Données d'annotation de coordonnées:
•••
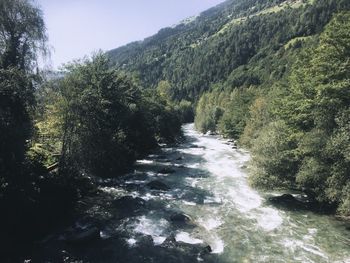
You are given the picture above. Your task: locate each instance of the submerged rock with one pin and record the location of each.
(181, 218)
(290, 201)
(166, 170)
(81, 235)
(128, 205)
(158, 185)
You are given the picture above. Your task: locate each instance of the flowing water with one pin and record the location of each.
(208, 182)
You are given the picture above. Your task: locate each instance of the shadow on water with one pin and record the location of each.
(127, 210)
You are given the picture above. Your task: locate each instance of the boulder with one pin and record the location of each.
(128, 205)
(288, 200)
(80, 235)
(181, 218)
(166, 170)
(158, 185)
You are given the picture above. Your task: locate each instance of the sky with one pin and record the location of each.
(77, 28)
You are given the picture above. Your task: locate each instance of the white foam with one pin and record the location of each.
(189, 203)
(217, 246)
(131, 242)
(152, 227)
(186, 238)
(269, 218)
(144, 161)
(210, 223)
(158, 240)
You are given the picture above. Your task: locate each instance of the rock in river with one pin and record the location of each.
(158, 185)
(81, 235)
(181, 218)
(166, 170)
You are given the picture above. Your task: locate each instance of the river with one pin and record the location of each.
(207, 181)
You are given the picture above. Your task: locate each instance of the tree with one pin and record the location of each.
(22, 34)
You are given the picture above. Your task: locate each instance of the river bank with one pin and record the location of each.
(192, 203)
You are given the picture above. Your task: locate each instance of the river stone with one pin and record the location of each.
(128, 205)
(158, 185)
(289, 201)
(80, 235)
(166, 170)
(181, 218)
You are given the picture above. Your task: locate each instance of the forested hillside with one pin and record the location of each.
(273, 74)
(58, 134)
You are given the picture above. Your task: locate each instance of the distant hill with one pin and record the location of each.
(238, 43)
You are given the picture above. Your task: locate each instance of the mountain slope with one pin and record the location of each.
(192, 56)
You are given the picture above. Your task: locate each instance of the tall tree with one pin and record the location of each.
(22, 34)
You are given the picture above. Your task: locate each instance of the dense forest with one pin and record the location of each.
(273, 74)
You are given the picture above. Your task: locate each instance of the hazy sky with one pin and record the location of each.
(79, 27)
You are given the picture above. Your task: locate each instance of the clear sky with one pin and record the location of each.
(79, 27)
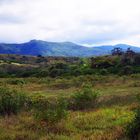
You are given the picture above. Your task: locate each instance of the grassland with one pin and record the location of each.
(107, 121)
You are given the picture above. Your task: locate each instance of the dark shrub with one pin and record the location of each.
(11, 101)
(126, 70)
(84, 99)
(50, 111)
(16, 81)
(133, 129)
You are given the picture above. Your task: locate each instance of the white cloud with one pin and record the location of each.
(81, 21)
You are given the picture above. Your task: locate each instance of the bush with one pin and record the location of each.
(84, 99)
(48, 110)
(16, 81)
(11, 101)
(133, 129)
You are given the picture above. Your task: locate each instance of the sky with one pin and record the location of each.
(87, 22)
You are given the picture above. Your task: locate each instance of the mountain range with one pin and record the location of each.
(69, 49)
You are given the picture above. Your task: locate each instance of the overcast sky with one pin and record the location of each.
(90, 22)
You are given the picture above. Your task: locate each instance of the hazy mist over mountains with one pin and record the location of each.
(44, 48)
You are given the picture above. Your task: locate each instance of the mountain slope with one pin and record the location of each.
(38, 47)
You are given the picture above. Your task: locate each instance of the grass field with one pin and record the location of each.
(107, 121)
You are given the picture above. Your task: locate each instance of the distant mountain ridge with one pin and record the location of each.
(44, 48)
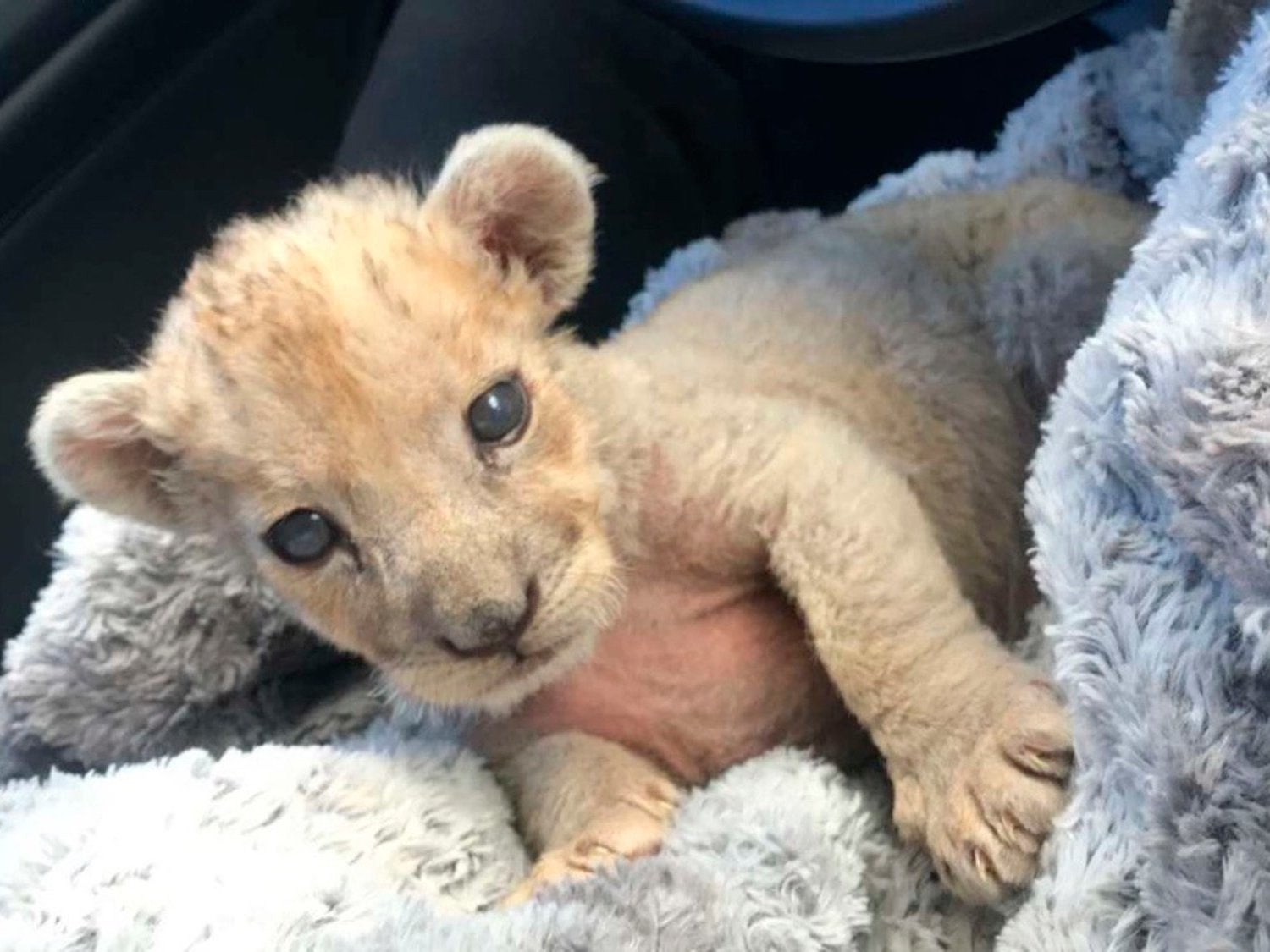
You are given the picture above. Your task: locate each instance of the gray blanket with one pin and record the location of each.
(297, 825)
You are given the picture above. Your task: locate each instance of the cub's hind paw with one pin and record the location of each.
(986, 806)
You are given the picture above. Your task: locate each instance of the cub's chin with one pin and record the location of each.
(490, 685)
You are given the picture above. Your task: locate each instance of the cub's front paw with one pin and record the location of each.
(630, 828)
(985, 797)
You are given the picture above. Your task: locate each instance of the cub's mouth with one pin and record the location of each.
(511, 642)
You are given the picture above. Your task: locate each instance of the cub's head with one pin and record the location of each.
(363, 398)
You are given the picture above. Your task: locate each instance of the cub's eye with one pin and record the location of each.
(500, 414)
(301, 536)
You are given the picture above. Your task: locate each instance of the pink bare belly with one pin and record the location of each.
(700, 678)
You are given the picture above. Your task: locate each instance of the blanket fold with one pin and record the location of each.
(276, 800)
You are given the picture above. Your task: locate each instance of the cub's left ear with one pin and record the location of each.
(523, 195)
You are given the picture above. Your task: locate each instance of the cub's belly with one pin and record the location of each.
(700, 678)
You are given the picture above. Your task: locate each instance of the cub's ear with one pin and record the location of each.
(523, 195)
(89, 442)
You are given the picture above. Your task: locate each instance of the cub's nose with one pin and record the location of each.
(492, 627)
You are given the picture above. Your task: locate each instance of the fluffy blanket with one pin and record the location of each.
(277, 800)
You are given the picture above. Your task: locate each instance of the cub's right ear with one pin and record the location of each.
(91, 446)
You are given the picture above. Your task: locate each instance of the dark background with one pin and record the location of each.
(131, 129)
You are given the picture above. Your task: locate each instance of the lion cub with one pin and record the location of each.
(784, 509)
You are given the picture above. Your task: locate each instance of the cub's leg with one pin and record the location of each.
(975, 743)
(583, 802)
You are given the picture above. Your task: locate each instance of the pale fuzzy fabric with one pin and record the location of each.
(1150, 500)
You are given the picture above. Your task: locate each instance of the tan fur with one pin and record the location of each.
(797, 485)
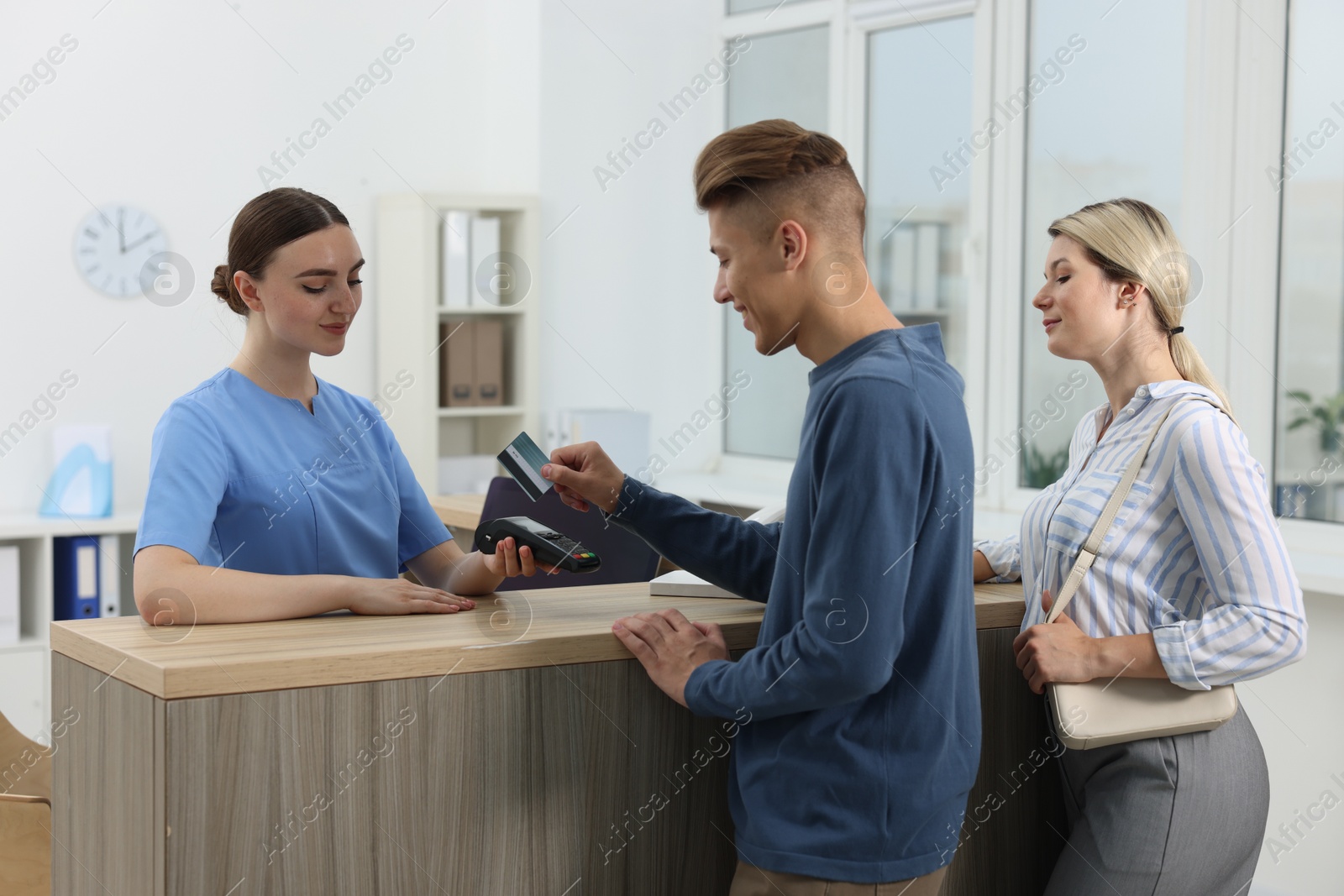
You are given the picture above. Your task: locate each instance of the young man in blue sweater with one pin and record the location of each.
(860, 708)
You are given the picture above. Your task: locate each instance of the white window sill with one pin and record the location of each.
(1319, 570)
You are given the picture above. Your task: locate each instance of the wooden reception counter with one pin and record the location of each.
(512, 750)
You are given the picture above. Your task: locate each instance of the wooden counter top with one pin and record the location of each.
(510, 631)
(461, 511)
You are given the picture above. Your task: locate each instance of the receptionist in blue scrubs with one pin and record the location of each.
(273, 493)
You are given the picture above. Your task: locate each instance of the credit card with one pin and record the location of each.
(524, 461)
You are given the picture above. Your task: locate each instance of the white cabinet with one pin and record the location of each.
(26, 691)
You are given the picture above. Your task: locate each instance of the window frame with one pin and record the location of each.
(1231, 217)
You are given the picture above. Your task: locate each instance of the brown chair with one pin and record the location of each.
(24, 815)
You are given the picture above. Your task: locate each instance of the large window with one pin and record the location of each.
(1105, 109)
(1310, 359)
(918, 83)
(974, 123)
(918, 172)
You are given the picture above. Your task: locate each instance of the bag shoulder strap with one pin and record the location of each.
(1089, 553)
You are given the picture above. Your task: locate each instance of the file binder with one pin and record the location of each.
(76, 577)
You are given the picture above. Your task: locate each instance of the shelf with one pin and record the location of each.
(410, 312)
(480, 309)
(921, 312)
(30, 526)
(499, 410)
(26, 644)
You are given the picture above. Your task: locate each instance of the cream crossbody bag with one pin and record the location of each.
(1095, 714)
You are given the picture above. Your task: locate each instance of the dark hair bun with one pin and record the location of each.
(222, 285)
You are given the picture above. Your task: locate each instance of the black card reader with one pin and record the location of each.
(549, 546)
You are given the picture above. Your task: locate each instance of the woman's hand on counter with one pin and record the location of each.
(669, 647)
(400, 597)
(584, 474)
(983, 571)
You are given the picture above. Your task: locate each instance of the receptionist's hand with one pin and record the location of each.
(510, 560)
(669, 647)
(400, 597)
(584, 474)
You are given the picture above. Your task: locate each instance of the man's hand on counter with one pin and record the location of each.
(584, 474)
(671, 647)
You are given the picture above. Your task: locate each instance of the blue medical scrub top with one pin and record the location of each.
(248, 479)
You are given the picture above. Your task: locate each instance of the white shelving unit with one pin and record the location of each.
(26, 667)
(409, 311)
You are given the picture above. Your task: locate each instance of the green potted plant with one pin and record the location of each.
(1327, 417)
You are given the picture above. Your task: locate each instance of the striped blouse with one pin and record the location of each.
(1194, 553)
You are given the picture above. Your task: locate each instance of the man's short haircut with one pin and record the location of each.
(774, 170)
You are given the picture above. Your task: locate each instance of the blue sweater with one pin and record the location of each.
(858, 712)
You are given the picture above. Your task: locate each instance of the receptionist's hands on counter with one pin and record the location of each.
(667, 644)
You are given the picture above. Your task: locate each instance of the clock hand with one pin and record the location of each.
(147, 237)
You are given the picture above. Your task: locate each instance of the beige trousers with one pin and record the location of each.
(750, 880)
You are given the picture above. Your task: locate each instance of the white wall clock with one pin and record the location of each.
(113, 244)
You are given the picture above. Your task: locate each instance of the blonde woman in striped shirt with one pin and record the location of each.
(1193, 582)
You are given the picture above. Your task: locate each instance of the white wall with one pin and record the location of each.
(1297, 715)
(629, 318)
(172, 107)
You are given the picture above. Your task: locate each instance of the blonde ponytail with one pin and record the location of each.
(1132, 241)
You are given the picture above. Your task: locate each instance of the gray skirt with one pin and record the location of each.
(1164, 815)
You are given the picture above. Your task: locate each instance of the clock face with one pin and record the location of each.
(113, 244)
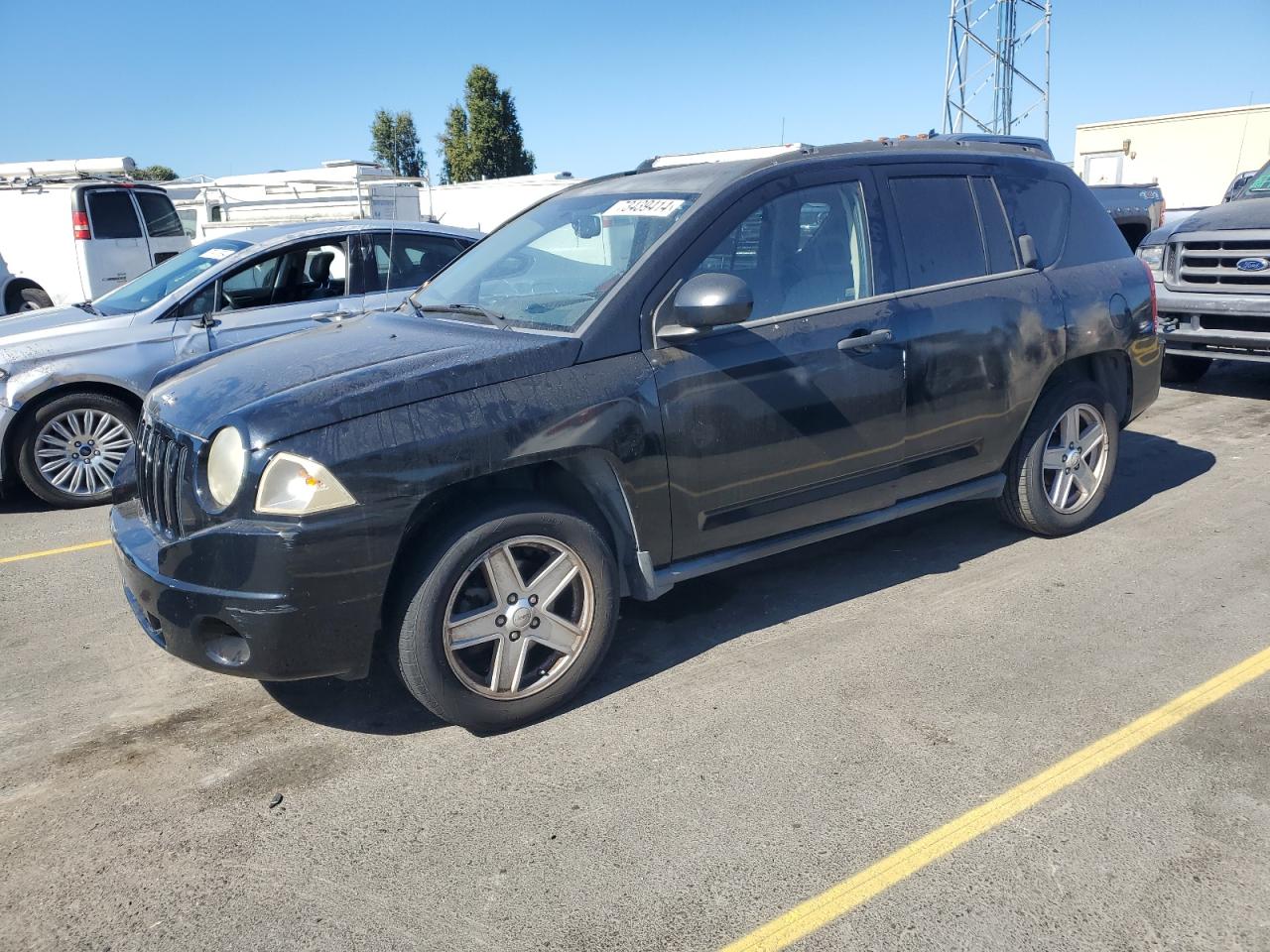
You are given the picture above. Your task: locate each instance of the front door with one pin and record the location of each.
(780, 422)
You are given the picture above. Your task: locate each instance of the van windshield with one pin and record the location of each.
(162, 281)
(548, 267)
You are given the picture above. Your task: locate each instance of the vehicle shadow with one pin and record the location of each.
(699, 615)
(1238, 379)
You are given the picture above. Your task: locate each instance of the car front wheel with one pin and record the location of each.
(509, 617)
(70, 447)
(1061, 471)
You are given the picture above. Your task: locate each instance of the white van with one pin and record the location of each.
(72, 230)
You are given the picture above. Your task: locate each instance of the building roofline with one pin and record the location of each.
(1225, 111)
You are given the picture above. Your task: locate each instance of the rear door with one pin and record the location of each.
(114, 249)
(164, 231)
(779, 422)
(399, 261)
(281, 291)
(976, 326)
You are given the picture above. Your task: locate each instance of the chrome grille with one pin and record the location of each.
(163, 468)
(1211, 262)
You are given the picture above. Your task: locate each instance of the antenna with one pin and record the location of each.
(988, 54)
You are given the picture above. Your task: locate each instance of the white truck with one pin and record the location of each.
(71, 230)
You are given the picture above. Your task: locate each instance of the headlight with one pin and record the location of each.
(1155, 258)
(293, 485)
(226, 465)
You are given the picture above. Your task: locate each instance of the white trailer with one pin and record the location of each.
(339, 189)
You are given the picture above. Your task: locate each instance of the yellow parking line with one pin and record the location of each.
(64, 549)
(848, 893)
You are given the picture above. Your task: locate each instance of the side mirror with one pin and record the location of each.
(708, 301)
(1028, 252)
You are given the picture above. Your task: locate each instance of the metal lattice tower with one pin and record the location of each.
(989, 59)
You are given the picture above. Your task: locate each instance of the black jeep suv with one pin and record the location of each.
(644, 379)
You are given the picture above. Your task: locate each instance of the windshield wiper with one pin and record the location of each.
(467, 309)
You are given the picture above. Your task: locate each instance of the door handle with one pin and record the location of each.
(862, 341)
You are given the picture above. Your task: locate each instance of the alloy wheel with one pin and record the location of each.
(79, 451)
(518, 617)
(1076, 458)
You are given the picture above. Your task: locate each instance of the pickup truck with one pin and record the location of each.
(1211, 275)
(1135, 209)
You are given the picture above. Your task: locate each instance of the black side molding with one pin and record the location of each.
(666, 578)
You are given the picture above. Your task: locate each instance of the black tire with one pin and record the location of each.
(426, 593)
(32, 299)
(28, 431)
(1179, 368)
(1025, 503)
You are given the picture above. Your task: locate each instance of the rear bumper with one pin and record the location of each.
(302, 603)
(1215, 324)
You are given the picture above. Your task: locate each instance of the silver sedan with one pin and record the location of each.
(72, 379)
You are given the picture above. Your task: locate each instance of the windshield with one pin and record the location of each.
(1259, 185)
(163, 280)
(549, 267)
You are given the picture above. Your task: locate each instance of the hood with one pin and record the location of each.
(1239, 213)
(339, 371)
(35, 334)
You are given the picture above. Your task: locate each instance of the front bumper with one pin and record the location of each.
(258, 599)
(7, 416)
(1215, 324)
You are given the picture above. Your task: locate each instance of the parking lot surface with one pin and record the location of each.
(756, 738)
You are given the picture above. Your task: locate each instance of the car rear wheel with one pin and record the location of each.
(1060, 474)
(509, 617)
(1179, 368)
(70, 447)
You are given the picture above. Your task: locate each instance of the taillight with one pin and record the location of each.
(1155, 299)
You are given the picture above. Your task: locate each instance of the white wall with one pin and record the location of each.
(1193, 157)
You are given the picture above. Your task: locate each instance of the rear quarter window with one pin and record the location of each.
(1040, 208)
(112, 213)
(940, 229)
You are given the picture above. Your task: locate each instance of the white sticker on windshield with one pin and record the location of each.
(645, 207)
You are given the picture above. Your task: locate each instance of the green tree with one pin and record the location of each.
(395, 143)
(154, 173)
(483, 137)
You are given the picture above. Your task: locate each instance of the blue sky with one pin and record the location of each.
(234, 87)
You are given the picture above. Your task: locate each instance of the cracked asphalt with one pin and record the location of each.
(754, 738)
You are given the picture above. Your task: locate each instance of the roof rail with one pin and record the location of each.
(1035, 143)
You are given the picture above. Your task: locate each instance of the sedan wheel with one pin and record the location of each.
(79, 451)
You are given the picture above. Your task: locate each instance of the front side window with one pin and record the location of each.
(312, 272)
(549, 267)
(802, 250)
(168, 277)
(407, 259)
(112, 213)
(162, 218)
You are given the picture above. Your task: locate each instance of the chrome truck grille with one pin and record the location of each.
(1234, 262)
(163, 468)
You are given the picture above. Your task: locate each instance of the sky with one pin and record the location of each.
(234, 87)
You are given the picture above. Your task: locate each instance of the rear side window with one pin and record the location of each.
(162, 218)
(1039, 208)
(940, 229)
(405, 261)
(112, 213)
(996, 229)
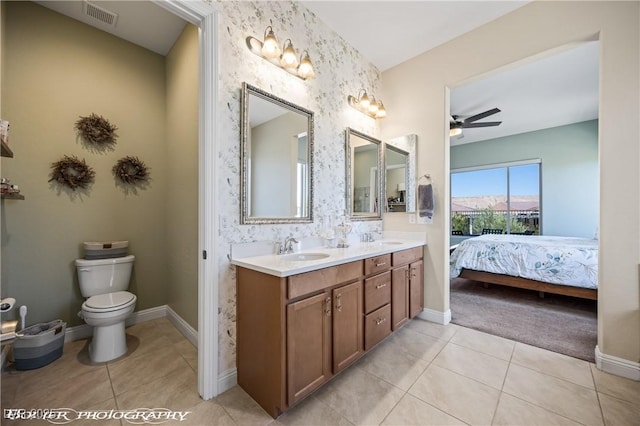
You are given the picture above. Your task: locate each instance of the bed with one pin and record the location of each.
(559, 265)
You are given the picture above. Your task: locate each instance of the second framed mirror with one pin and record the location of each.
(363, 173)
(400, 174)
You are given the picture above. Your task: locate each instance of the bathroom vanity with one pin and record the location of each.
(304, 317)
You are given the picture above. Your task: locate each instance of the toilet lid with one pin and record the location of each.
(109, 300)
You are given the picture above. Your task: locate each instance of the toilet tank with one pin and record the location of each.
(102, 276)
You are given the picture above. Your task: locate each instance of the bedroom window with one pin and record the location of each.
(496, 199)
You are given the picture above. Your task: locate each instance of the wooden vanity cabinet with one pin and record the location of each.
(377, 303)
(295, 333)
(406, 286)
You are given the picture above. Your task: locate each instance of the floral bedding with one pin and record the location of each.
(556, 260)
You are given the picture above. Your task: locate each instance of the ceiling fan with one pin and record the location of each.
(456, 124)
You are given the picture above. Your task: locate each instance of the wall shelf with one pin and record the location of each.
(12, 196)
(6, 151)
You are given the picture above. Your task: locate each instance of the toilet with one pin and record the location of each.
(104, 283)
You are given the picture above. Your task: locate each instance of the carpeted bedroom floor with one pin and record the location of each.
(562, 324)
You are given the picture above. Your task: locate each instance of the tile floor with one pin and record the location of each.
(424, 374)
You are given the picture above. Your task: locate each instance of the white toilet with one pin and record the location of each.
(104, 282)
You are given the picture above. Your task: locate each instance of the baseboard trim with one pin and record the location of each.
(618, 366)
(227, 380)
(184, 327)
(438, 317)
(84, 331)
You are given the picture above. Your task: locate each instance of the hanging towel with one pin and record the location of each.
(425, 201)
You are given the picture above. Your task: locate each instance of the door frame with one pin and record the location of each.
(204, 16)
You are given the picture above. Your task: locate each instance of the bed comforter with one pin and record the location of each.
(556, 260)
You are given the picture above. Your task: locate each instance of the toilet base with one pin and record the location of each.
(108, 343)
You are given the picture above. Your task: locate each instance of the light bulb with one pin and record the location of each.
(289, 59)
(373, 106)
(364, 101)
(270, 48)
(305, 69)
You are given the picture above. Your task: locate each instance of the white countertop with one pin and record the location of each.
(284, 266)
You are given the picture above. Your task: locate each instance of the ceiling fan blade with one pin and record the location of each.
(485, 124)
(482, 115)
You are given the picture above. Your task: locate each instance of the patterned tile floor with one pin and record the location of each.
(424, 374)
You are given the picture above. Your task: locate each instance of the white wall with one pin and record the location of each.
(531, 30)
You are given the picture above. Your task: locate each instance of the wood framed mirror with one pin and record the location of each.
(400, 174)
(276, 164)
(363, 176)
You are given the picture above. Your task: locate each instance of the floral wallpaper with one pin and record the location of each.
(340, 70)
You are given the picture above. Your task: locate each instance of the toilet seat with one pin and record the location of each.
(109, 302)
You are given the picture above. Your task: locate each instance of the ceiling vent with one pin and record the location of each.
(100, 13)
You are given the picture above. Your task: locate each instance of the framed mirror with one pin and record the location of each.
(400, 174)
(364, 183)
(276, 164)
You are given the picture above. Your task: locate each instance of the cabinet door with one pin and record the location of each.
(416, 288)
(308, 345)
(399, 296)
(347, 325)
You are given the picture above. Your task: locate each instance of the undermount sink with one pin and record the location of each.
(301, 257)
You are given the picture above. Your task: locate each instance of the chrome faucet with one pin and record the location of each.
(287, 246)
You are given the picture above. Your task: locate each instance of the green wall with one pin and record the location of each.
•••
- À produire: Recopiez sans rien changer les lignes de la liste ci-dessus, en partant de la ligne qui contient « the car front » et en allant jusqu'à la ligne qui contient « (1225, 111) », ces deux lignes comprises.

- Solution:
You are given the picture above. Your task: locate each instance of the car front wheel with one pin and record the location of each.
(509, 617)
(70, 447)
(1061, 471)
You are given the picture above. Your task: locate each instance of the white van with one pin and record the location of each.
(72, 230)
You are given the picture above. Your task: locate each instance of the building roofline with one pin and record the location of each.
(1225, 111)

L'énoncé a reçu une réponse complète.